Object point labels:
--*--

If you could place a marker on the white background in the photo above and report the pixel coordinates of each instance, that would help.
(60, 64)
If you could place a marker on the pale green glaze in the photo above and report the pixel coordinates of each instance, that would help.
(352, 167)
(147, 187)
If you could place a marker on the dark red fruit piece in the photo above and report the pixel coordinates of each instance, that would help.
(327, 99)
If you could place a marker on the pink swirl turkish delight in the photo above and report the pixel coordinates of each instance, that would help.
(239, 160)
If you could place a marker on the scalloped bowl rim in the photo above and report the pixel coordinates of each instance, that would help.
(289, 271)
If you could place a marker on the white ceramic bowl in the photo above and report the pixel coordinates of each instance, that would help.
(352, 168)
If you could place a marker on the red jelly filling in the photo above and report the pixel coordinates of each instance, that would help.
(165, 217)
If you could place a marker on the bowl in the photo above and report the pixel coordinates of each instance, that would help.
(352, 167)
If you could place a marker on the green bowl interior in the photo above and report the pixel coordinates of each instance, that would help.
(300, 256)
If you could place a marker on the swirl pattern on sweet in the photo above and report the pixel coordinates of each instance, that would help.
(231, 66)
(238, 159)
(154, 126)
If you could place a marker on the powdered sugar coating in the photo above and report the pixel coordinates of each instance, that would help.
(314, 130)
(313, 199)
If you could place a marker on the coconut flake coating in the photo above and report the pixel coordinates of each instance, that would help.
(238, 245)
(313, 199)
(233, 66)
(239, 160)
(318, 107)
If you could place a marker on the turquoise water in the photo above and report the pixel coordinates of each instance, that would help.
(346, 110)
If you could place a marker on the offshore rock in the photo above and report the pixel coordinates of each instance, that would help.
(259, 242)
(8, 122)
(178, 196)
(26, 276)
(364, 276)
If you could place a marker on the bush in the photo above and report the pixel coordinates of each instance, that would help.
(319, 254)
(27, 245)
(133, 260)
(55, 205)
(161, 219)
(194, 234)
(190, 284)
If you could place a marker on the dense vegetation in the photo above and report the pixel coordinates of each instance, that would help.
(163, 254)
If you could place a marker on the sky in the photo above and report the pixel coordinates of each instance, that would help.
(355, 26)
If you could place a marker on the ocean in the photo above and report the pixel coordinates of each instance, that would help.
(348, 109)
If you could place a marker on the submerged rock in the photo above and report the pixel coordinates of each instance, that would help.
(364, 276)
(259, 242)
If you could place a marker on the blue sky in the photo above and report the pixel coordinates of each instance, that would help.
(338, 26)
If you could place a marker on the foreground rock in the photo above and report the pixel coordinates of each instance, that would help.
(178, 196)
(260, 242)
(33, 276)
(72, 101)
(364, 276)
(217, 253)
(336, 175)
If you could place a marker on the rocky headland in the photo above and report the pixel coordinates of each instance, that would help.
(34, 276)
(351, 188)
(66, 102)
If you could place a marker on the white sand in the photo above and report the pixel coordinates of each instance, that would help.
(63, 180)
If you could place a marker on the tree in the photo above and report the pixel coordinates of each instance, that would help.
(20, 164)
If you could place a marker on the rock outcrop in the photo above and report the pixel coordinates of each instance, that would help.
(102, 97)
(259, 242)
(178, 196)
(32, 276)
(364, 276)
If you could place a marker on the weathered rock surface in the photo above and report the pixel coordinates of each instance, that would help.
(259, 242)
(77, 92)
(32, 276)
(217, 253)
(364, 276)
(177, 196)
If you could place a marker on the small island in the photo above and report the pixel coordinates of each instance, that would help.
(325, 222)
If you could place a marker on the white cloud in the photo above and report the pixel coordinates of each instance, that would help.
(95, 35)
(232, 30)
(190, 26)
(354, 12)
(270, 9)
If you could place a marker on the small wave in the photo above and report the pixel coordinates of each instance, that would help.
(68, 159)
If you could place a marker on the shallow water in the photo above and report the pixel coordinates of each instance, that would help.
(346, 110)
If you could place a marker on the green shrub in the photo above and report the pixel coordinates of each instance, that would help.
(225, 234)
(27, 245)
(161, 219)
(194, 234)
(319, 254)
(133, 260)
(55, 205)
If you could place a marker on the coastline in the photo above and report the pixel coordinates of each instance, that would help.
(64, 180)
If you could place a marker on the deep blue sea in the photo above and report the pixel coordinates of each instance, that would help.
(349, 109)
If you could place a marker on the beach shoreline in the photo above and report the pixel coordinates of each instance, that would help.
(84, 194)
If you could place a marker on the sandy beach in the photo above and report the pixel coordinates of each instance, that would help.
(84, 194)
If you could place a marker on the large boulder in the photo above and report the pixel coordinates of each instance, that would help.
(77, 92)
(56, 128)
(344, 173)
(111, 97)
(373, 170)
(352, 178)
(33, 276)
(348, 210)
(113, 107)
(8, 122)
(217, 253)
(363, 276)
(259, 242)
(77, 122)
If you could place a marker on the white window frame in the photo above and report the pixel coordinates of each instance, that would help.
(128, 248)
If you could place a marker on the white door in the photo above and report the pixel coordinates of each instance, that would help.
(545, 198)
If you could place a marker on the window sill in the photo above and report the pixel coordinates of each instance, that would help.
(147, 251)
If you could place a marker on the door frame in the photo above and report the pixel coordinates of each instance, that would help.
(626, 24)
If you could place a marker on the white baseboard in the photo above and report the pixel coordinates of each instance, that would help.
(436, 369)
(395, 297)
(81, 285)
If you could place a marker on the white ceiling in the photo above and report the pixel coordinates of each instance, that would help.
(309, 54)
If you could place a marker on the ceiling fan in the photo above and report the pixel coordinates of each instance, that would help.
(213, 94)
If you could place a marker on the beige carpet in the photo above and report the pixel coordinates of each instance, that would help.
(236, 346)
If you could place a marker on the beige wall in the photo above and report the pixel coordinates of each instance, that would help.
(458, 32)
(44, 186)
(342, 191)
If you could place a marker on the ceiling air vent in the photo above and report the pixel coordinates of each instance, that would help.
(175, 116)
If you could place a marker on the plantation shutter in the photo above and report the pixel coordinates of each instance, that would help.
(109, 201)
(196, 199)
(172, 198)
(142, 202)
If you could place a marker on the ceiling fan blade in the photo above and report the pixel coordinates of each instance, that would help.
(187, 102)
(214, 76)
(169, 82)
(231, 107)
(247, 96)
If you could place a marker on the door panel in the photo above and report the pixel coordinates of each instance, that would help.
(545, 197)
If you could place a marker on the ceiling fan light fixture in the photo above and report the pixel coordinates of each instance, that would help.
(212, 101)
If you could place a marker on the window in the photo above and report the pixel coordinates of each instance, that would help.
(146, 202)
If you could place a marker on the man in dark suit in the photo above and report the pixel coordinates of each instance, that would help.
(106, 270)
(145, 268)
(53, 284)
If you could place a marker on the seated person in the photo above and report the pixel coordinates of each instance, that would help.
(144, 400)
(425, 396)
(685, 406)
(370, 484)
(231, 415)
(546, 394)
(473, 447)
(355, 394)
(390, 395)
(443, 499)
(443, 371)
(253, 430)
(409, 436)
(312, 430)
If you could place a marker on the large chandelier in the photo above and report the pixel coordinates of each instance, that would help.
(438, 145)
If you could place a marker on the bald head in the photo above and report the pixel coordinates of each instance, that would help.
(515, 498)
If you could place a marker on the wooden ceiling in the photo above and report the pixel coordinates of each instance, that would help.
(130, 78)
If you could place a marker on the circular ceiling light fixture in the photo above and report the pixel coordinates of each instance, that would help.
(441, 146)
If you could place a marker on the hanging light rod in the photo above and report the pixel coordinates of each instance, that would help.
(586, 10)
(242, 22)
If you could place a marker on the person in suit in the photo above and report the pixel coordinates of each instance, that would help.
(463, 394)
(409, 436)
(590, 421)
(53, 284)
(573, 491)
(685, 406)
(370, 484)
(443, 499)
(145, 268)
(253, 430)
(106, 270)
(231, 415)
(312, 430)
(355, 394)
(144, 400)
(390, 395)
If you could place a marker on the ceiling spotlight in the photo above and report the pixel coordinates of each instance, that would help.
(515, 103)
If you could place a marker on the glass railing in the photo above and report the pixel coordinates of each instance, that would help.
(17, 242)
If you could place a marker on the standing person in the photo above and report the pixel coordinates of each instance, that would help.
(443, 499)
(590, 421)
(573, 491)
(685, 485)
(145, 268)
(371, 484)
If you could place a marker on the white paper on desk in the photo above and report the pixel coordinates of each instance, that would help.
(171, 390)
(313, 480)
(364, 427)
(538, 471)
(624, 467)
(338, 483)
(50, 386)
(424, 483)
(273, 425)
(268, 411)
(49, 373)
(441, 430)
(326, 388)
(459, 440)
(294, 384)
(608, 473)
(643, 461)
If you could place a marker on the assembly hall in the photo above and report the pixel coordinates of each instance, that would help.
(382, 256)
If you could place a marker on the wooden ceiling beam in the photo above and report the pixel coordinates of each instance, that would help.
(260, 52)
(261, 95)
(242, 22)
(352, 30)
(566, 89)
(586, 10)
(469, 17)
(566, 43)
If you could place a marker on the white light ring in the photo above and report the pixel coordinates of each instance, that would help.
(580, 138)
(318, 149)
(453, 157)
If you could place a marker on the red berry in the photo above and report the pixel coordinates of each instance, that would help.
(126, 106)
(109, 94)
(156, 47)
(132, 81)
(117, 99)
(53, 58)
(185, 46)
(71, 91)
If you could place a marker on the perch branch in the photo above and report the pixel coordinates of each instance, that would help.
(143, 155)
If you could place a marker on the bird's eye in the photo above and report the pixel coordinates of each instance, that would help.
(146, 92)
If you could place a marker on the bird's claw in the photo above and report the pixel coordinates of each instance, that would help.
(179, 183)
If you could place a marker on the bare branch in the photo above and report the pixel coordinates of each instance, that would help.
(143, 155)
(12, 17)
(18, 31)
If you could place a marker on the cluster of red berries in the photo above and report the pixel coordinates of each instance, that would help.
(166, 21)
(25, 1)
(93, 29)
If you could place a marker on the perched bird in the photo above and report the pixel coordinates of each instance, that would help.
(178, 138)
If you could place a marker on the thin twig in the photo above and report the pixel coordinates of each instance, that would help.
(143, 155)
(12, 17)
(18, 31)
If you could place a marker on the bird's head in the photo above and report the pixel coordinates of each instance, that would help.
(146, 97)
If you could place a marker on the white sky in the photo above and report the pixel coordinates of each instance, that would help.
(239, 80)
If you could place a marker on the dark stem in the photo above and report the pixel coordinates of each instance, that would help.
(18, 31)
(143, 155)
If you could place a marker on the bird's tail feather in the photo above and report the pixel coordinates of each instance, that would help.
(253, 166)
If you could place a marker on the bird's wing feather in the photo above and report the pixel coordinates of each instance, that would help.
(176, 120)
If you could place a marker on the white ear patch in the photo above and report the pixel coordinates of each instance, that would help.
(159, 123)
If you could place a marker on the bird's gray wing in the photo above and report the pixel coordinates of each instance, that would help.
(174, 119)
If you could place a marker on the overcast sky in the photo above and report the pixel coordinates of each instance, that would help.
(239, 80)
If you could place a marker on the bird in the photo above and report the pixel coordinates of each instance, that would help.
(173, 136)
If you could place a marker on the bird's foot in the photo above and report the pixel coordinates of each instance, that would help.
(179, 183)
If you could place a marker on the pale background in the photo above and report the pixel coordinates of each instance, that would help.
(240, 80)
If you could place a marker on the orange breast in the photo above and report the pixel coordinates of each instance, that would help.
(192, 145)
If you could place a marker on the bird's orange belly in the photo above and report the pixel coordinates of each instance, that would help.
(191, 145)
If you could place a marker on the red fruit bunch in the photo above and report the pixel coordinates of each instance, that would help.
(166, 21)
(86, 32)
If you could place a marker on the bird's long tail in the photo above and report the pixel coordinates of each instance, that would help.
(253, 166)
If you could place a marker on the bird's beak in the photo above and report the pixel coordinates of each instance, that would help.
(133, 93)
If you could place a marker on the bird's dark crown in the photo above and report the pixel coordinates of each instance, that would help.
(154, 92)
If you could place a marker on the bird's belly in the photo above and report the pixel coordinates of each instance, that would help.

--*--

WHAT TO DO:
Please update the data from the line with "If you could place a marker on the bird's beak" through the end, swapping "marker" for "pin" and keeping everything else as it is.

SOLUTION TO THIS TASK:
If you could place a pin on the bird's beak in the photo above and report the pixel coordinates of each instance, that would help.
(133, 93)
If you could place a pin on the bird's dark crown in the photo above and report the pixel coordinates of each instance, that would help.
(154, 92)
If you could place a pin on the bird's belly in the photo above and report the pixel coordinates of each instance, that would help.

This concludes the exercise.